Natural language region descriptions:
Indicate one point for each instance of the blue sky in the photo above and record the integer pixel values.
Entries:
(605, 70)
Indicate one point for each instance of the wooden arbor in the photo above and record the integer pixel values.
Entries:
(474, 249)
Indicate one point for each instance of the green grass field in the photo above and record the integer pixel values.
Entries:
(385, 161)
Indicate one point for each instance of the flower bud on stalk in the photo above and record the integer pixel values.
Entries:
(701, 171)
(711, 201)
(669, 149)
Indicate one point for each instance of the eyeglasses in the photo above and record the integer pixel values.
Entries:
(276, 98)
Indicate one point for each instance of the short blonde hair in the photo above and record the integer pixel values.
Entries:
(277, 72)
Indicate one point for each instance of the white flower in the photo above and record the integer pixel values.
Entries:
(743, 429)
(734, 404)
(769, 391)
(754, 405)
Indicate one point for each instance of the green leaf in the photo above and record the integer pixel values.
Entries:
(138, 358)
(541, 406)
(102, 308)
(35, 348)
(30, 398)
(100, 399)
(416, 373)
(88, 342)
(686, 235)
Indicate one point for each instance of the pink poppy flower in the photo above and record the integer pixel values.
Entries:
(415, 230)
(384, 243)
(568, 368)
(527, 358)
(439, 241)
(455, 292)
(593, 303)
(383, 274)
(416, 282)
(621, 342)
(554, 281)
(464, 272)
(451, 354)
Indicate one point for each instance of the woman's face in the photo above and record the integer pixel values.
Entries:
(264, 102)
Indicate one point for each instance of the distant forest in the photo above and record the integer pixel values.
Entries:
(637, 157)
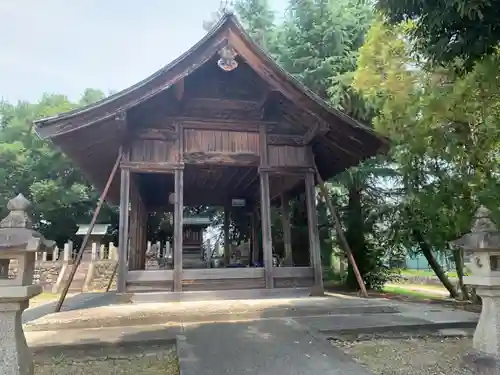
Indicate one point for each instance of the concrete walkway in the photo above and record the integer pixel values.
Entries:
(278, 337)
(278, 347)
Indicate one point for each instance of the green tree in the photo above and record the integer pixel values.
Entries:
(446, 30)
(445, 129)
(258, 19)
(61, 196)
(319, 42)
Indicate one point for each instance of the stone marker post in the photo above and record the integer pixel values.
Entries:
(17, 242)
(482, 245)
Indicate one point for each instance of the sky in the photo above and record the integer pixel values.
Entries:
(64, 47)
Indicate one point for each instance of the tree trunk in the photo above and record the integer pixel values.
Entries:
(436, 267)
(458, 257)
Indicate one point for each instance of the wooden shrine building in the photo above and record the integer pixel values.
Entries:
(222, 123)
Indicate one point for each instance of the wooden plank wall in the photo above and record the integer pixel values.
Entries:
(196, 140)
(288, 156)
(153, 150)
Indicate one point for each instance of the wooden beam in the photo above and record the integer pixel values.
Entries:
(267, 242)
(222, 158)
(178, 211)
(227, 247)
(296, 170)
(285, 140)
(178, 236)
(179, 89)
(151, 166)
(220, 124)
(157, 134)
(243, 178)
(287, 233)
(79, 256)
(123, 231)
(314, 245)
(265, 206)
(340, 234)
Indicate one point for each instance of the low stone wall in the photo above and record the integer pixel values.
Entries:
(422, 280)
(93, 274)
(47, 274)
(103, 271)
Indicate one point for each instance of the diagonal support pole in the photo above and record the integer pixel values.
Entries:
(89, 231)
(340, 233)
(112, 277)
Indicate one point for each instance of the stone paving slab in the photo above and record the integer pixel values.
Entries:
(103, 336)
(269, 347)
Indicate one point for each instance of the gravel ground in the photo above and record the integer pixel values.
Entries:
(147, 363)
(413, 356)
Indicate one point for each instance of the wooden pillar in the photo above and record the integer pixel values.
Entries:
(267, 242)
(265, 207)
(287, 234)
(254, 238)
(227, 248)
(314, 244)
(178, 226)
(123, 229)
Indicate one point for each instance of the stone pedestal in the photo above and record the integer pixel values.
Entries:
(482, 245)
(17, 242)
(15, 356)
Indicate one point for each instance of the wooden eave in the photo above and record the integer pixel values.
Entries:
(343, 136)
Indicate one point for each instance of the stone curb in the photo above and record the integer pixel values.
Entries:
(180, 318)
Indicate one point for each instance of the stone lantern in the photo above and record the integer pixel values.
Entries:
(18, 243)
(482, 247)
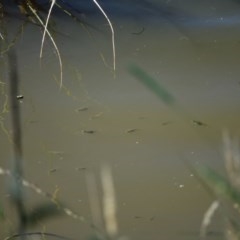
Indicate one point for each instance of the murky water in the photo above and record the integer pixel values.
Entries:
(97, 118)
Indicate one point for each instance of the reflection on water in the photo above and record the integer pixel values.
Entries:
(96, 118)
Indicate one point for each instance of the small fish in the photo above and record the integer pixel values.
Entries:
(83, 109)
(81, 169)
(19, 97)
(131, 130)
(166, 123)
(196, 122)
(52, 170)
(89, 131)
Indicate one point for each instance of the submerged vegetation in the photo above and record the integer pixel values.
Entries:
(104, 224)
(40, 14)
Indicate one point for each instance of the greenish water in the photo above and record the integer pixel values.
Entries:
(97, 118)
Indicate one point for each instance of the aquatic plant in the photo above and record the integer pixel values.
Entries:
(38, 14)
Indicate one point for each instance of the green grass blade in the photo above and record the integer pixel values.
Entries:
(220, 185)
(152, 84)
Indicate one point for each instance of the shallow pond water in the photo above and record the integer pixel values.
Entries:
(99, 117)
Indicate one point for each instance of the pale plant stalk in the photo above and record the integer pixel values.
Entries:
(51, 38)
(46, 25)
(112, 31)
(109, 202)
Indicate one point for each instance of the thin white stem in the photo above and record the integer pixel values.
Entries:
(112, 31)
(45, 26)
(53, 42)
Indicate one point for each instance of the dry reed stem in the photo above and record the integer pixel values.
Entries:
(49, 196)
(112, 31)
(53, 42)
(109, 202)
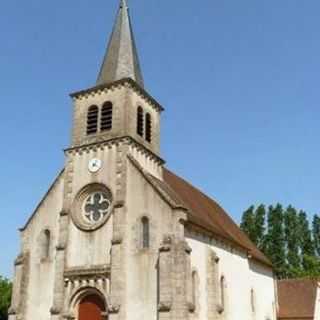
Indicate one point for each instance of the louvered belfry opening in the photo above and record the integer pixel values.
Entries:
(148, 127)
(92, 120)
(140, 121)
(106, 116)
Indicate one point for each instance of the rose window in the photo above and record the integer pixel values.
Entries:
(96, 206)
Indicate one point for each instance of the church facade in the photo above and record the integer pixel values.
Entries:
(118, 236)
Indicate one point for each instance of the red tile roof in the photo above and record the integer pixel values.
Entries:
(208, 214)
(297, 299)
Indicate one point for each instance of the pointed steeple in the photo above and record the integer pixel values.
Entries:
(121, 59)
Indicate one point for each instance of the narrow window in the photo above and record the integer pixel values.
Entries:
(45, 244)
(145, 233)
(148, 127)
(92, 120)
(253, 307)
(140, 121)
(106, 117)
(194, 289)
(222, 293)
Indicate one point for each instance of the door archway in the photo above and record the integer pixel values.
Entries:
(92, 307)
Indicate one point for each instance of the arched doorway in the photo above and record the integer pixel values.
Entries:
(92, 307)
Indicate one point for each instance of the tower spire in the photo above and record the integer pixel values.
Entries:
(121, 59)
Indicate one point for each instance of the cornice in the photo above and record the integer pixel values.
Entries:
(110, 142)
(126, 82)
(76, 273)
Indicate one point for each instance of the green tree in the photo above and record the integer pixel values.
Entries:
(5, 297)
(316, 233)
(259, 225)
(248, 223)
(275, 240)
(291, 229)
(306, 242)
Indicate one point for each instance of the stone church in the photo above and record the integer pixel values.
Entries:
(118, 235)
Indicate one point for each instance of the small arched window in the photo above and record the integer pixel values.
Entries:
(148, 127)
(253, 302)
(222, 293)
(194, 289)
(140, 121)
(45, 244)
(106, 117)
(92, 120)
(145, 233)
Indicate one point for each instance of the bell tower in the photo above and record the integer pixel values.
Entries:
(118, 106)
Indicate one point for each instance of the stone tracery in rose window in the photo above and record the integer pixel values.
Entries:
(96, 206)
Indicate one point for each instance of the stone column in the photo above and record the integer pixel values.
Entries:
(215, 311)
(17, 309)
(174, 275)
(165, 279)
(59, 288)
(118, 274)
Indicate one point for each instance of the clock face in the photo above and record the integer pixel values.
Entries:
(94, 165)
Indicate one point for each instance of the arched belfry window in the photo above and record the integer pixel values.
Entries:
(145, 232)
(92, 120)
(106, 116)
(253, 302)
(148, 127)
(194, 288)
(222, 293)
(140, 121)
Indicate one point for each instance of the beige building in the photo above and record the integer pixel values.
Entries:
(299, 299)
(119, 236)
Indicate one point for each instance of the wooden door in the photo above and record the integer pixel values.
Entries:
(91, 308)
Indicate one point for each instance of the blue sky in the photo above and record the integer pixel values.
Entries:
(239, 81)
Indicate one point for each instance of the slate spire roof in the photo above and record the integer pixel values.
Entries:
(121, 59)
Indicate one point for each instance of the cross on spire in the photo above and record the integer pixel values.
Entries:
(121, 59)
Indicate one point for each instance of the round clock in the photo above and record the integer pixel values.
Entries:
(94, 165)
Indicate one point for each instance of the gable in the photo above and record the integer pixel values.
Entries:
(43, 200)
(208, 214)
(201, 210)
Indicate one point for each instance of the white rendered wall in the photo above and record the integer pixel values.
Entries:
(241, 275)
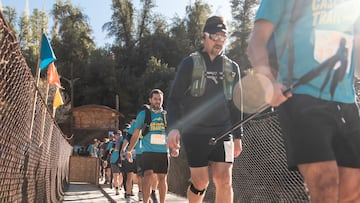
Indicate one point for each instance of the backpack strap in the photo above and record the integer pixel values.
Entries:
(198, 79)
(228, 77)
(147, 119)
(297, 10)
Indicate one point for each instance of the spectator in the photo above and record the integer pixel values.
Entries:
(115, 162)
(320, 121)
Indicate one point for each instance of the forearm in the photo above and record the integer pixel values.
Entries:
(257, 48)
(125, 144)
(133, 140)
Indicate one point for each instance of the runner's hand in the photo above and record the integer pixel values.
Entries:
(129, 156)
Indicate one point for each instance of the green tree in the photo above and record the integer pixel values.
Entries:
(73, 46)
(157, 75)
(31, 28)
(196, 17)
(10, 15)
(243, 14)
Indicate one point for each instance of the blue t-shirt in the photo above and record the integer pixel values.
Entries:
(116, 152)
(138, 146)
(316, 37)
(155, 140)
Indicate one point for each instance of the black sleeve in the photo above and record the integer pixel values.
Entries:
(234, 111)
(178, 89)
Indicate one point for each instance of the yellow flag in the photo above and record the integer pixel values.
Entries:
(53, 76)
(57, 99)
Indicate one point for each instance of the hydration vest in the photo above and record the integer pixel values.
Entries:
(198, 80)
(148, 120)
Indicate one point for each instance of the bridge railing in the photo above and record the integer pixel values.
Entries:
(34, 156)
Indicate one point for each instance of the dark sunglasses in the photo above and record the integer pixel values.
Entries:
(216, 37)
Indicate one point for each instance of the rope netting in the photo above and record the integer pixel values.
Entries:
(33, 160)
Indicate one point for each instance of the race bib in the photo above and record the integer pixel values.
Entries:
(327, 43)
(158, 139)
(229, 151)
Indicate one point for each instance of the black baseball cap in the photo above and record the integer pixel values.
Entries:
(215, 24)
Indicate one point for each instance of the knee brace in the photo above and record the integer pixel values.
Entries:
(196, 191)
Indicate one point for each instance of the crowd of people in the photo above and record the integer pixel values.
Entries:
(320, 121)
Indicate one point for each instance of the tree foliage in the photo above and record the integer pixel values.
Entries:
(143, 56)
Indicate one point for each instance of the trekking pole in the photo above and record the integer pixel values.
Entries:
(341, 55)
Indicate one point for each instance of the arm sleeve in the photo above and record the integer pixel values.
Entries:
(234, 111)
(178, 90)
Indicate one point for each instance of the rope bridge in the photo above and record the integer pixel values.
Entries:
(33, 165)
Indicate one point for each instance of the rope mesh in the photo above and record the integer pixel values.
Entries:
(33, 167)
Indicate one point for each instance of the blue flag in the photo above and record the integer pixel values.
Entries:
(47, 55)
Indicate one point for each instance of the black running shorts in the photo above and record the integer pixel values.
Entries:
(158, 162)
(199, 152)
(317, 130)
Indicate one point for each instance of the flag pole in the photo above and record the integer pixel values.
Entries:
(37, 76)
(43, 115)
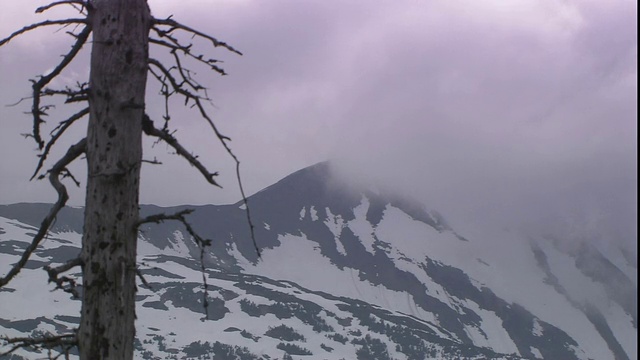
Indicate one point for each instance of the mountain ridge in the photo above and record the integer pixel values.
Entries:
(378, 250)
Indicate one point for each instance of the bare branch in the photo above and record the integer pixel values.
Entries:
(54, 177)
(41, 24)
(64, 341)
(186, 49)
(59, 130)
(173, 25)
(178, 88)
(44, 80)
(60, 282)
(200, 242)
(74, 3)
(149, 129)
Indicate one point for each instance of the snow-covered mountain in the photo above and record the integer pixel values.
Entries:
(345, 273)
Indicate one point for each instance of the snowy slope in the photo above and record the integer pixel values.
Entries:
(352, 274)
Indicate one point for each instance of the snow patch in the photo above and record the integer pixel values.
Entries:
(336, 224)
(361, 227)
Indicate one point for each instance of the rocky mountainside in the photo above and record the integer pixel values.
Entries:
(345, 273)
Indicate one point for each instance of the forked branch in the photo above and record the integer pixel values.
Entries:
(65, 342)
(54, 178)
(149, 129)
(65, 283)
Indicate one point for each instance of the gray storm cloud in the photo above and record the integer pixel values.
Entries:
(488, 111)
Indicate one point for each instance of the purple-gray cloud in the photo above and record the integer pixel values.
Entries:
(484, 110)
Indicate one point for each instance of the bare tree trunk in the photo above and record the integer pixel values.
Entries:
(114, 152)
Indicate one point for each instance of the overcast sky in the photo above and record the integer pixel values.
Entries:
(521, 108)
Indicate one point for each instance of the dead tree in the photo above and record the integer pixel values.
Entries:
(119, 33)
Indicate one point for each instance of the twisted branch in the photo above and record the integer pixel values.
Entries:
(64, 341)
(60, 282)
(149, 129)
(54, 178)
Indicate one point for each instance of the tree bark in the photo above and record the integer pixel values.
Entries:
(114, 153)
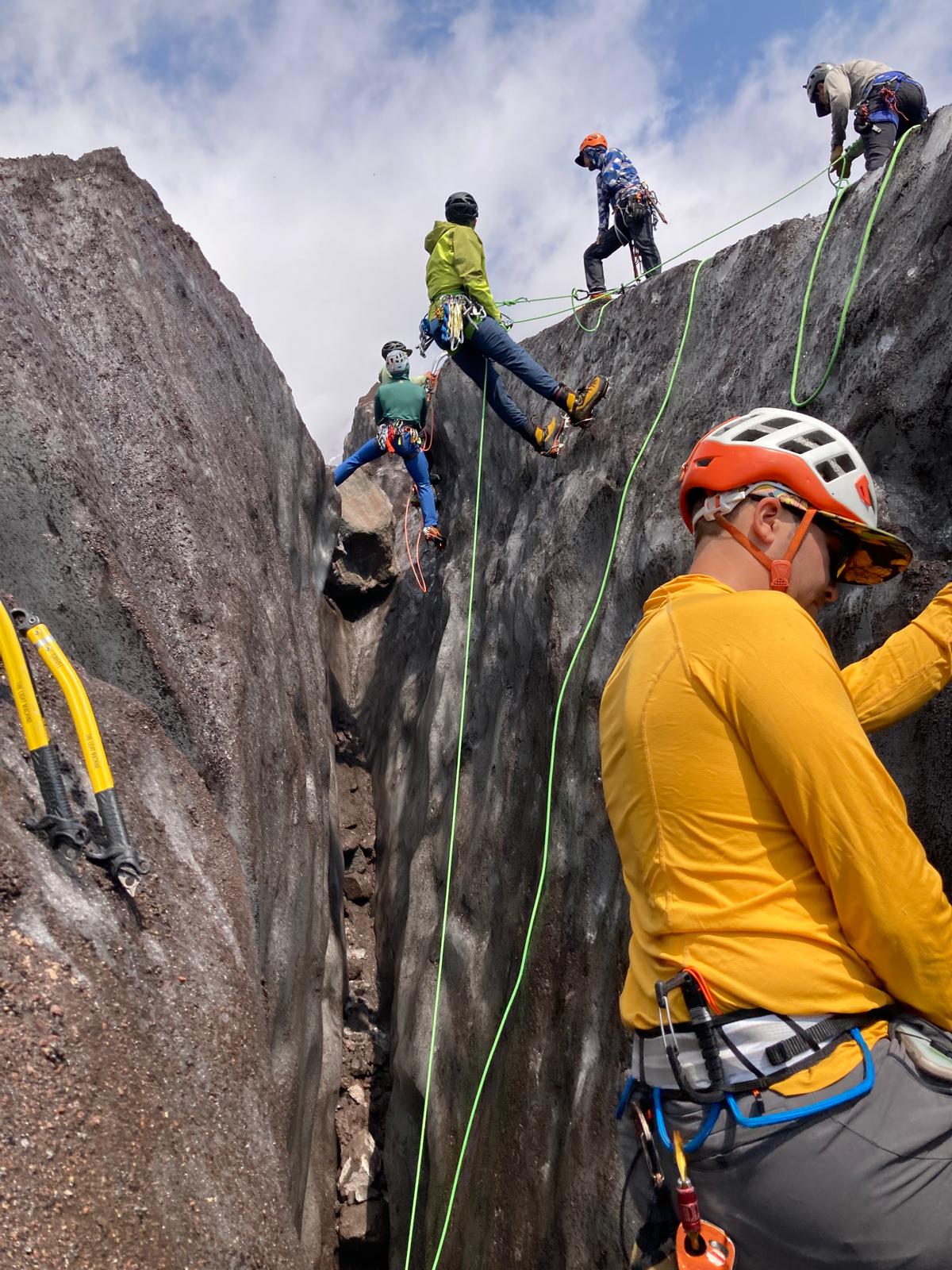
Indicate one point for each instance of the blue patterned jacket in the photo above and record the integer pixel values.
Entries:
(619, 173)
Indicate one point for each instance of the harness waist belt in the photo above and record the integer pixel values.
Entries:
(757, 1049)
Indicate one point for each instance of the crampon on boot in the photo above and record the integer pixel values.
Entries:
(547, 437)
(581, 404)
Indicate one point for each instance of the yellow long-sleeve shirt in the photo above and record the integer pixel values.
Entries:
(762, 840)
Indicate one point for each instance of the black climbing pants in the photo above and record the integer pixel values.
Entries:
(635, 229)
(912, 108)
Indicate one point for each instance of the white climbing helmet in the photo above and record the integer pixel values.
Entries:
(397, 361)
(806, 464)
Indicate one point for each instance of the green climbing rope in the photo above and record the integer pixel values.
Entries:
(841, 190)
(452, 829)
(546, 840)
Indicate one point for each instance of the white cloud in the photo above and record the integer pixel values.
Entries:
(309, 148)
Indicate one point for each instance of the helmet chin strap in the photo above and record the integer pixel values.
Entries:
(778, 569)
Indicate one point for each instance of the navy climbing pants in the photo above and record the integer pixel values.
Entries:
(881, 135)
(416, 463)
(489, 343)
(865, 1185)
(636, 229)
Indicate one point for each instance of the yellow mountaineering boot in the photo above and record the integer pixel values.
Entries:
(547, 437)
(581, 404)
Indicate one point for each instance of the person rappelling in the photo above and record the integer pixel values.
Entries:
(790, 949)
(621, 190)
(400, 418)
(886, 103)
(465, 321)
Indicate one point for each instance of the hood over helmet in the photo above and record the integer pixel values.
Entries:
(814, 80)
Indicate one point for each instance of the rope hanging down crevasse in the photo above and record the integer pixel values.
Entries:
(550, 791)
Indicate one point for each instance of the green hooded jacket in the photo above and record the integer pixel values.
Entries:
(457, 264)
(400, 402)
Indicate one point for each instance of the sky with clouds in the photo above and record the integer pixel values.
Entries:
(309, 145)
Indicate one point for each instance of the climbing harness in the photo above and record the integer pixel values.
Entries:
(880, 103)
(455, 313)
(711, 1060)
(841, 190)
(117, 855)
(393, 431)
(631, 205)
(550, 791)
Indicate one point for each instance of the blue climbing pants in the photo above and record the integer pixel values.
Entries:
(414, 460)
(489, 343)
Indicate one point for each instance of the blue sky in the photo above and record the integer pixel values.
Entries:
(310, 146)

What you need to do: The count of lines above that include the string "wall" is the sole expected answer.

Response: 3